Instructions to follow:
Answer these from the account of writing for hours below:
(a) Where did the writer first feel numbness?
(b) How long ago was the last time the writer let things reach that state?
(c) What did the writer say while trying to lie down on the chiropractor's table?

--- Source document ---

When I first started writing, I’d write for hours. Literally hours, without moving. I’d get to that white hot place where the story literally pours from my fingers and I couldn’t stop it if I tried. It felt fantastic.Until I tried to get up.
My legs would lock — or worse, get so swollen I could barely bend my knees. My neck felt like it had been set in stone — and my ongoing back issues often got into the mix. Vertebrae popped and snapped and kinked, and I’d feel feel every bit of it. Then I started to feel numbness. First in my hands and feet. Then elsewhere. Nasty nasty business, all of it.
The last time I allowed myself to get to that state was three or four years ago. , I went to my chiropractor to “get the kinks out,” even though I knew it was worse than that. I’d gone on a writing binge, and my back felt like it had been formed from two by fours bound together by barbed wire. My hands and feet were going numb. My neck was so stiff I could barely shoulder check.
“I think I overdid it a bit,” I said as I tried to lie down on the table, so he could work on me.

--- Material provided ---

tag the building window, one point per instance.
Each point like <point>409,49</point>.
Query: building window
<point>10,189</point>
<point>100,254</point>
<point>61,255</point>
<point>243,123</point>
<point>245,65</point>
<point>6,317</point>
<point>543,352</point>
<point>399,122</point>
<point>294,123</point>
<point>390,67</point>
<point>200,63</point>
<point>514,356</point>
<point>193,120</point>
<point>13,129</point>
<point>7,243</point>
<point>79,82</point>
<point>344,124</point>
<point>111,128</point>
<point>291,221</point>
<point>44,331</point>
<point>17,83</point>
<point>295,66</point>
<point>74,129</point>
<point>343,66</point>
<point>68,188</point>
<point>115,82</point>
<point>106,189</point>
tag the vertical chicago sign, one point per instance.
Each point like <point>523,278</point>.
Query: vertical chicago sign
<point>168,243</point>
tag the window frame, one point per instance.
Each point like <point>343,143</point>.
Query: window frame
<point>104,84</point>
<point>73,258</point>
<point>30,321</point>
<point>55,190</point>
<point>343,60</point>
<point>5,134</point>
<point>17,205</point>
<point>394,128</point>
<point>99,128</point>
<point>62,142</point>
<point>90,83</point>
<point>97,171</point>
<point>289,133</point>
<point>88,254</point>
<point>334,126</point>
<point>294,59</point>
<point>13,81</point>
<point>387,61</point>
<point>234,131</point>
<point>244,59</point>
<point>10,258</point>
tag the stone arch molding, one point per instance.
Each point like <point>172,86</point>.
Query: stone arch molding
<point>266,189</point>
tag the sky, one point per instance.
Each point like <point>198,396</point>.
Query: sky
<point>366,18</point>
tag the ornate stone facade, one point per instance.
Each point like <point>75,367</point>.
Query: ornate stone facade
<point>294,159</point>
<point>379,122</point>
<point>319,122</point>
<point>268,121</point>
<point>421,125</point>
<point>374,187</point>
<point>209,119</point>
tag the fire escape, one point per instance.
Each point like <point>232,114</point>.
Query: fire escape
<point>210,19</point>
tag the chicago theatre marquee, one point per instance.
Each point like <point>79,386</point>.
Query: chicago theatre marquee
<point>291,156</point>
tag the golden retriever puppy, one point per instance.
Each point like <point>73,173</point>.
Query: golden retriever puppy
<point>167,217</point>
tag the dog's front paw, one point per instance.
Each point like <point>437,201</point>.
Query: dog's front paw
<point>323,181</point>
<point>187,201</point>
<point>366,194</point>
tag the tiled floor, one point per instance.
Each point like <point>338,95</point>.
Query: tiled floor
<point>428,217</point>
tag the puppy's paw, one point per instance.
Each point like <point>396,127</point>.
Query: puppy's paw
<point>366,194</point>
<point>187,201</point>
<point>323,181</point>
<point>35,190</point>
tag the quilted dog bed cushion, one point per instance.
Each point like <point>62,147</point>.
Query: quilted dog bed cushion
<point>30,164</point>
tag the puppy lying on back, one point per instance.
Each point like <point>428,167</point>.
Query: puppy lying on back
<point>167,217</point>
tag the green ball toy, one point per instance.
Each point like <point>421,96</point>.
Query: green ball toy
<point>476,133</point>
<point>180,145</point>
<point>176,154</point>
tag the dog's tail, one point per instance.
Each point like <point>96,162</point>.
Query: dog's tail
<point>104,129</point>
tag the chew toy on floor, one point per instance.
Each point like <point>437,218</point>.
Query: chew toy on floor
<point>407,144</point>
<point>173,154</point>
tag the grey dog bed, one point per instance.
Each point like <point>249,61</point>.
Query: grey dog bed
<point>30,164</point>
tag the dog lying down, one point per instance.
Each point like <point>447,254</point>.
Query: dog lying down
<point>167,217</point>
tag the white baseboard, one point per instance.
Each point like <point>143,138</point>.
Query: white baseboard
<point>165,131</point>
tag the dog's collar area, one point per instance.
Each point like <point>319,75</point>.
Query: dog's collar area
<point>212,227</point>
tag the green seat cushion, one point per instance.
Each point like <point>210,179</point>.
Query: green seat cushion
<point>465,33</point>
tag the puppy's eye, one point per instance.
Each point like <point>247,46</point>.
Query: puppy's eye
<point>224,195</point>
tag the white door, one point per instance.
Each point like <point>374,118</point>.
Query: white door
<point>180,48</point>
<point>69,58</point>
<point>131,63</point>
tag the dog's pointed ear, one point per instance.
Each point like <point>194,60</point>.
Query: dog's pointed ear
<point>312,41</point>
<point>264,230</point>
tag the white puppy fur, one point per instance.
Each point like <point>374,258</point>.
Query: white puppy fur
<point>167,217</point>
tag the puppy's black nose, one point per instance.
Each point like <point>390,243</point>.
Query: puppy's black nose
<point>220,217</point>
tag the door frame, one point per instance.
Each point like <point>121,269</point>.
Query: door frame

---

Task solution:
(a) In the hands and feet.
(b) Three or four years ago.
(c) "I think I overdid it a bit."